● **EXERCISE AIM**
All that is needed is each line of the entries holding the word "white", copied as it stands.

● **Data entries**
----------------------------------------
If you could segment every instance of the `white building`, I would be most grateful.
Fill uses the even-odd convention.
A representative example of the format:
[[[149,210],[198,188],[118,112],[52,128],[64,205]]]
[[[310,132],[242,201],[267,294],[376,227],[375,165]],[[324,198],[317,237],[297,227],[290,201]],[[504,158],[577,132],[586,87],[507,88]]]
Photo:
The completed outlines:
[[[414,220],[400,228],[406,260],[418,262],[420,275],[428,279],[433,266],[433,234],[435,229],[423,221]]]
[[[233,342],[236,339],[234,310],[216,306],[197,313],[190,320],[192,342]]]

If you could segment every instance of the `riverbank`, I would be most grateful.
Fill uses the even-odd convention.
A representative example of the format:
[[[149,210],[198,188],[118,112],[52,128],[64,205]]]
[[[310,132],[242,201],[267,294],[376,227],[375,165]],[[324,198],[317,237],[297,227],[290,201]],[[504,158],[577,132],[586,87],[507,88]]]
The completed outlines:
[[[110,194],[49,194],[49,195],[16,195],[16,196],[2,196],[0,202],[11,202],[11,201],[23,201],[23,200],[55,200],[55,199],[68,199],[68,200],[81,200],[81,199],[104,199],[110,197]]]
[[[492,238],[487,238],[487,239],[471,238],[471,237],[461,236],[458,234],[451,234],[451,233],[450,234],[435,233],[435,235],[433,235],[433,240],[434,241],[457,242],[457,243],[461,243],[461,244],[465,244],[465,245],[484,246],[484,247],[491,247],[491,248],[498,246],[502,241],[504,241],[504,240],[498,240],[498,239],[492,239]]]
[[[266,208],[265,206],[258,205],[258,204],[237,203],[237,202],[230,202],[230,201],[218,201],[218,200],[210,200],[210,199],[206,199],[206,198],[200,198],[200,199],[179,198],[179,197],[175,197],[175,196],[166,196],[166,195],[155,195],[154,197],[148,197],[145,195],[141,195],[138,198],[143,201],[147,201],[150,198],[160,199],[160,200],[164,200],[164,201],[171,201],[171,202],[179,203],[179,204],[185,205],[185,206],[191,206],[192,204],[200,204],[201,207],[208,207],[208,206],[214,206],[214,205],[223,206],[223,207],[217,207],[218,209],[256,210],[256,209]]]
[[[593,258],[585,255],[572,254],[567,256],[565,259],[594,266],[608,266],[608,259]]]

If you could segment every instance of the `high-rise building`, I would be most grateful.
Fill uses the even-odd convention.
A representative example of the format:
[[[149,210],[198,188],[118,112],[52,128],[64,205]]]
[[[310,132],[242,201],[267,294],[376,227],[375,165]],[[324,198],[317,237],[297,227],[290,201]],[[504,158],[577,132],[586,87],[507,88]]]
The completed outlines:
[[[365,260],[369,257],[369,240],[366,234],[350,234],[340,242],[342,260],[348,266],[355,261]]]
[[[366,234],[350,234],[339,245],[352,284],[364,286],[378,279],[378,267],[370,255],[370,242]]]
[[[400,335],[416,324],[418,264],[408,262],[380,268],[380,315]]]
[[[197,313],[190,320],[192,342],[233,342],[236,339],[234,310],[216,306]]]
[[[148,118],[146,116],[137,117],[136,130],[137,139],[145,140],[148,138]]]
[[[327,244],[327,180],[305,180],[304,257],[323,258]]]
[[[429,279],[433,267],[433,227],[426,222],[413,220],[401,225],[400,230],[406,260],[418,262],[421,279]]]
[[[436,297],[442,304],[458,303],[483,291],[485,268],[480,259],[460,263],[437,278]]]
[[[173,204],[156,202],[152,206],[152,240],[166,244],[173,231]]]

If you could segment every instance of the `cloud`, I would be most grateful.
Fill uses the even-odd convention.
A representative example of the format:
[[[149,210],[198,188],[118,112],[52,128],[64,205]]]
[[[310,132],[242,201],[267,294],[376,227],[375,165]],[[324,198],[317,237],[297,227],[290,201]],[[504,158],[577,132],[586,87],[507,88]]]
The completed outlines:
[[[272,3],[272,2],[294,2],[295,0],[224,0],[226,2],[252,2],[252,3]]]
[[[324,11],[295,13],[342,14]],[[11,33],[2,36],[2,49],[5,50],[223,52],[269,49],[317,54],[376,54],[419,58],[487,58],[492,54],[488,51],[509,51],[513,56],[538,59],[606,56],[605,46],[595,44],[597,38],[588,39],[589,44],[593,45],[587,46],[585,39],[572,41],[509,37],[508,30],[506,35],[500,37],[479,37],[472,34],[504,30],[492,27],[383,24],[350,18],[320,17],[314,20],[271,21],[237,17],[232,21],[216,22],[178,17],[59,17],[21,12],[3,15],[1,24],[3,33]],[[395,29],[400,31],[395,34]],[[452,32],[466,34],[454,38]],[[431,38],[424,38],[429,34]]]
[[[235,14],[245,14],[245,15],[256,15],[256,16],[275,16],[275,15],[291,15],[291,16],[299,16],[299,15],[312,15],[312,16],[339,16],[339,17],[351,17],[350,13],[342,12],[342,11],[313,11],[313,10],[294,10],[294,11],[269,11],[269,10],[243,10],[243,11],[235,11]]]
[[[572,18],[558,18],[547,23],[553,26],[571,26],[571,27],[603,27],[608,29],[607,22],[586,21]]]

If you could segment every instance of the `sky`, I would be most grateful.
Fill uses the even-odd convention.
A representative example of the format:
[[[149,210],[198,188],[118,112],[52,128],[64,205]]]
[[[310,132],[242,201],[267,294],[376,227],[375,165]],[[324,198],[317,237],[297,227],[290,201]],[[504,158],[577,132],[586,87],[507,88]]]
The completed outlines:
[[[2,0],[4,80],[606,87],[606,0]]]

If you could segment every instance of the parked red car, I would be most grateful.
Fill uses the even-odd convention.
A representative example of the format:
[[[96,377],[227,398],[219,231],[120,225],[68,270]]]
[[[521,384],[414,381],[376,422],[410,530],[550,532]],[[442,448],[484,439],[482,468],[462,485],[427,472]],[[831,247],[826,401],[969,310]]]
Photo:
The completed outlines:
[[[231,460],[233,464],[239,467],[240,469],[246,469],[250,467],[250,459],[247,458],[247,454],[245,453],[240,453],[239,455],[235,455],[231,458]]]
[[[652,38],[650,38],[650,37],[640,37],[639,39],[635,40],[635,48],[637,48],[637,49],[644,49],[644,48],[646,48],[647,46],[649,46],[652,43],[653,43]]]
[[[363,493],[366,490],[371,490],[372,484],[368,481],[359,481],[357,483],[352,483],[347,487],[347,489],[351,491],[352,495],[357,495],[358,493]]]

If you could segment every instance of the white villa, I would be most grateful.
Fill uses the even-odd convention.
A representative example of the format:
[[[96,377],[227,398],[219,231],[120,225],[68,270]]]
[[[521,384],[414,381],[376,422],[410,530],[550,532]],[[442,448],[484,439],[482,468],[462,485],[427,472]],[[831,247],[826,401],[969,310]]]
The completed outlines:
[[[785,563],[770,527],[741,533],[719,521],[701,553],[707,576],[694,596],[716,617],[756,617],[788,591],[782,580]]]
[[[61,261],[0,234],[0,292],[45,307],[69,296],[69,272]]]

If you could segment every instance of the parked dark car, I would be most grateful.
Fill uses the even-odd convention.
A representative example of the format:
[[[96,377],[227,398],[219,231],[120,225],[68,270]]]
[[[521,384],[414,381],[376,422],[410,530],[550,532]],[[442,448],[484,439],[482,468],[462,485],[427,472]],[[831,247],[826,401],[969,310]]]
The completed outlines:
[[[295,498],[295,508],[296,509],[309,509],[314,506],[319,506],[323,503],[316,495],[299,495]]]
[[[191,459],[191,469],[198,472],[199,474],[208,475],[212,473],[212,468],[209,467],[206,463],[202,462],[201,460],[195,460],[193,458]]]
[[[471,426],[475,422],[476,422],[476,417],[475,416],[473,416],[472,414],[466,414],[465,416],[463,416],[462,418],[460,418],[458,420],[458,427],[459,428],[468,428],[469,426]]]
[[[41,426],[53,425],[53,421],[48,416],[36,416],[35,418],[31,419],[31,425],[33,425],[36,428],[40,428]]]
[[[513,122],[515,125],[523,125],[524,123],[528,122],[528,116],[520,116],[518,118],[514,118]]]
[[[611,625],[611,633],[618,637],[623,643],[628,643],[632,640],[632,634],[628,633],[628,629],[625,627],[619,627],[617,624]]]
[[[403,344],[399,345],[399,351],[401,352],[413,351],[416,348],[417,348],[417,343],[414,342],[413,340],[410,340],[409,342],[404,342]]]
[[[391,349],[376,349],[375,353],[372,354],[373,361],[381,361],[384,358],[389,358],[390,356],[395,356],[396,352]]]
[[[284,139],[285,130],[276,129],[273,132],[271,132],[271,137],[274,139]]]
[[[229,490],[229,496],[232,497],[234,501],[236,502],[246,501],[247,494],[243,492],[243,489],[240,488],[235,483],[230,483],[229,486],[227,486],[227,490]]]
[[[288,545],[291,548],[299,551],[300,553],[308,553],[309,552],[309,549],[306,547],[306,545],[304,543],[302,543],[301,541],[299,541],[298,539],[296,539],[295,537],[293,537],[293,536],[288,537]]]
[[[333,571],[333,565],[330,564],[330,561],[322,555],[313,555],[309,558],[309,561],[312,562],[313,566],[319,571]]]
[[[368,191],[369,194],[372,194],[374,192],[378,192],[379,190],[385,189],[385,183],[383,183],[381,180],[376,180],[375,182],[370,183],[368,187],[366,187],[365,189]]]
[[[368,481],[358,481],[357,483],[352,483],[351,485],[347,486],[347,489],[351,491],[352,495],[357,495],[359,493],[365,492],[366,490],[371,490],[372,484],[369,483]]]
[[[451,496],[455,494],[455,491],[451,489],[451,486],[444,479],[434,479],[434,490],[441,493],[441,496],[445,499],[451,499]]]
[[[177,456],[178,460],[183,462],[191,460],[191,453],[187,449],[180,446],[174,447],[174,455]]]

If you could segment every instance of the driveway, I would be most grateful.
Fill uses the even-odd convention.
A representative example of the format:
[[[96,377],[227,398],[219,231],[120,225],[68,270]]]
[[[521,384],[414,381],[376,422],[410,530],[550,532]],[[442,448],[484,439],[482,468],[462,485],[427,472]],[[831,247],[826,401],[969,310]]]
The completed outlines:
----------------------------------------
● **RESPONSE AREA**
If you could segment every instance of the `white building`, I would be most grateful.
If you could segment every instance of the white villa, I would be most grateful.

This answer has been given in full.